> Your objective
Replace every occurrence of "judoka" with "athlete" throughout the listing, leaving everything else unchanged. Leave the pictures out of the result.

> Data for this exercise
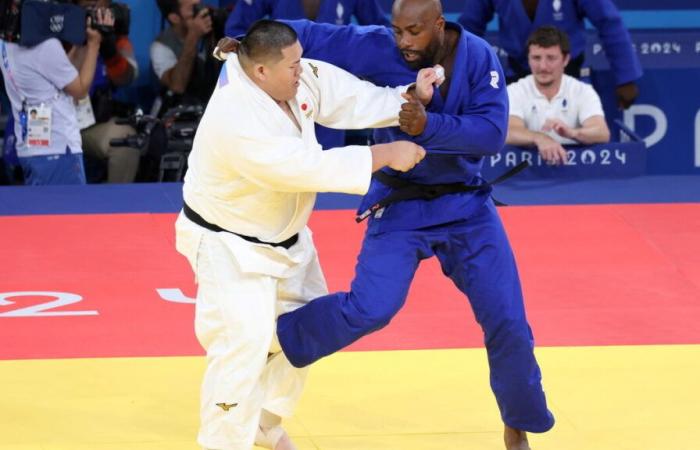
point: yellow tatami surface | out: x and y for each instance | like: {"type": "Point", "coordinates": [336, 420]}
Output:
{"type": "Point", "coordinates": [604, 398]}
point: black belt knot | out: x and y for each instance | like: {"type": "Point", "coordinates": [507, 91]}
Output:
{"type": "Point", "coordinates": [406, 190]}
{"type": "Point", "coordinates": [196, 218]}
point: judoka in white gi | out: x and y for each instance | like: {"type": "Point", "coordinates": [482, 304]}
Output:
{"type": "Point", "coordinates": [254, 171]}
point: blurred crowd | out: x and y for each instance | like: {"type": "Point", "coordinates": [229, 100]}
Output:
{"type": "Point", "coordinates": [63, 121]}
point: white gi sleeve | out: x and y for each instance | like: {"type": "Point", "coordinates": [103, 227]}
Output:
{"type": "Point", "coordinates": [344, 101]}
{"type": "Point", "coordinates": [286, 164]}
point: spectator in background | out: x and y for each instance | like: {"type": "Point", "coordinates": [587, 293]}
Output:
{"type": "Point", "coordinates": [339, 12]}
{"type": "Point", "coordinates": [181, 54]}
{"type": "Point", "coordinates": [42, 77]}
{"type": "Point", "coordinates": [116, 67]}
{"type": "Point", "coordinates": [517, 19]}
{"type": "Point", "coordinates": [549, 108]}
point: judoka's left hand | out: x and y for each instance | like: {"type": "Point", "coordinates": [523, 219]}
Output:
{"type": "Point", "coordinates": [412, 118]}
{"type": "Point", "coordinates": [225, 46]}
{"type": "Point", "coordinates": [425, 81]}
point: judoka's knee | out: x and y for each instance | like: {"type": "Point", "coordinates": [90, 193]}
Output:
{"type": "Point", "coordinates": [372, 315]}
{"type": "Point", "coordinates": [512, 331]}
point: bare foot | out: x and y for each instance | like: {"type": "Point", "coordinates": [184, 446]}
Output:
{"type": "Point", "coordinates": [285, 443]}
{"type": "Point", "coordinates": [515, 439]}
{"type": "Point", "coordinates": [274, 438]}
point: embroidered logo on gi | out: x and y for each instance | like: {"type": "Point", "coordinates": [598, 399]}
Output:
{"type": "Point", "coordinates": [340, 12]}
{"type": "Point", "coordinates": [304, 108]}
{"type": "Point", "coordinates": [314, 69]}
{"type": "Point", "coordinates": [226, 406]}
{"type": "Point", "coordinates": [556, 6]}
{"type": "Point", "coordinates": [494, 79]}
{"type": "Point", "coordinates": [56, 23]}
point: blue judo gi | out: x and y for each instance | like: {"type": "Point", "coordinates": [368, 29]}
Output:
{"type": "Point", "coordinates": [339, 12]}
{"type": "Point", "coordinates": [514, 27]}
{"type": "Point", "coordinates": [462, 230]}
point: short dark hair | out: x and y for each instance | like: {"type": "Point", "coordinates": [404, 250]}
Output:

> Task output
point: yellow tatami surface | out: x and y for each instance | like: {"type": "Point", "coordinates": [336, 420]}
Output:
{"type": "Point", "coordinates": [604, 398]}
point: black belt knot | out: x and y for each instance | like: {"type": "Point", "coordinates": [507, 91]}
Output:
{"type": "Point", "coordinates": [406, 190]}
{"type": "Point", "coordinates": [196, 218]}
point: athlete in white gi | out: x and y for each instance | like: {"type": "Point", "coordinates": [482, 304]}
Output:
{"type": "Point", "coordinates": [254, 171]}
point: blurred crowd | out: x and y for each instance | like: {"type": "Point", "coordinates": [229, 100]}
Output:
{"type": "Point", "coordinates": [63, 121]}
point: white gi sleeve | out: x and y for each instance | like: {"type": "Point", "coordinates": [103, 227]}
Output:
{"type": "Point", "coordinates": [344, 101]}
{"type": "Point", "coordinates": [286, 164]}
point: spectator in background | out: x and y for each instance | like: {"type": "Point", "coordinates": [587, 293]}
Output:
{"type": "Point", "coordinates": [339, 12]}
{"type": "Point", "coordinates": [181, 54]}
{"type": "Point", "coordinates": [42, 77]}
{"type": "Point", "coordinates": [116, 67]}
{"type": "Point", "coordinates": [517, 19]}
{"type": "Point", "coordinates": [549, 108]}
point: athlete's left hand | out: x and y for each instance | like: {"type": "Point", "coordinates": [523, 219]}
Output:
{"type": "Point", "coordinates": [412, 118]}
{"type": "Point", "coordinates": [225, 46]}
{"type": "Point", "coordinates": [425, 81]}
point: athlete's knee | out: x and y for each instance | like: {"type": "Point", "coordinates": [90, 193]}
Output:
{"type": "Point", "coordinates": [372, 315]}
{"type": "Point", "coordinates": [512, 331]}
point: bare foot | out: x and y for each instance | like: {"type": "Point", "coordinates": [184, 446]}
Output:
{"type": "Point", "coordinates": [285, 443]}
{"type": "Point", "coordinates": [515, 439]}
{"type": "Point", "coordinates": [274, 438]}
point: embroidered logo on gi | out: x and y for each instance | like: {"type": "Point", "coordinates": [598, 399]}
Output:
{"type": "Point", "coordinates": [340, 12]}
{"type": "Point", "coordinates": [304, 108]}
{"type": "Point", "coordinates": [314, 69]}
{"type": "Point", "coordinates": [226, 406]}
{"type": "Point", "coordinates": [556, 6]}
{"type": "Point", "coordinates": [494, 79]}
{"type": "Point", "coordinates": [56, 23]}
point: blue judo gi | out: x and y for each instance | like: {"type": "Point", "coordinates": [368, 29]}
Output:
{"type": "Point", "coordinates": [339, 12]}
{"type": "Point", "coordinates": [514, 27]}
{"type": "Point", "coordinates": [462, 230]}
point: short dark hair | out: x and y for each instance | like: {"type": "Point", "coordinates": [404, 250]}
Output:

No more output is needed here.